Saved entries:
==================================================
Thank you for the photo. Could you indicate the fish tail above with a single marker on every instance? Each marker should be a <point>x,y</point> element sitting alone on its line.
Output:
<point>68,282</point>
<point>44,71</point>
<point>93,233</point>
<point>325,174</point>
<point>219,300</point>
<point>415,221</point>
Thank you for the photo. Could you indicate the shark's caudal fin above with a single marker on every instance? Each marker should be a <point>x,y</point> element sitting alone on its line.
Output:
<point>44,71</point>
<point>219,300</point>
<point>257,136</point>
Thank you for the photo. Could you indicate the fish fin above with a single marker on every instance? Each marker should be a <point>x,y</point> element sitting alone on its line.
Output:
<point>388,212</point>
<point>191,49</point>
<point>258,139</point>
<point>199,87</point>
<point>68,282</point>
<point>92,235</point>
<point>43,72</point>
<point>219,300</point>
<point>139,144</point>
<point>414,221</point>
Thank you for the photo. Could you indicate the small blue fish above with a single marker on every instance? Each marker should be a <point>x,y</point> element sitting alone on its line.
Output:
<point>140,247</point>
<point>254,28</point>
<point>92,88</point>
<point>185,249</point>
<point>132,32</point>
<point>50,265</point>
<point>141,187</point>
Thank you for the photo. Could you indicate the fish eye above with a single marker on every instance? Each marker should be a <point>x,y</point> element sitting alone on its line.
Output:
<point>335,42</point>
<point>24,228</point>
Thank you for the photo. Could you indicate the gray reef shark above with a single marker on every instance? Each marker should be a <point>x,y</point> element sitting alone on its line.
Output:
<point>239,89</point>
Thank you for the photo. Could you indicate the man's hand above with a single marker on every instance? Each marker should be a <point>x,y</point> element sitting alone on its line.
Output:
==================================================
Instructions for the task | Please substitute "Result" for "Output" in the lines running from the first one through the line containing "<point>257,136</point>", and write those lines out again with nothing else changed.

Problem solution |
Thank you for the photo. Could you indicate the fish tail above with a single marker on every instance? Each marker should be a <point>x,y</point> element sitting alone on its line.
Result:
<point>68,282</point>
<point>44,71</point>
<point>93,233</point>
<point>325,174</point>
<point>219,300</point>
<point>415,221</point>
Thank you for the photo. Could you indicate the shark's caudal fin above with a single marker on every instance? Each marker should be a <point>x,y</point> element sitting alone on its line.
Result:
<point>44,71</point>
<point>219,300</point>
<point>257,136</point>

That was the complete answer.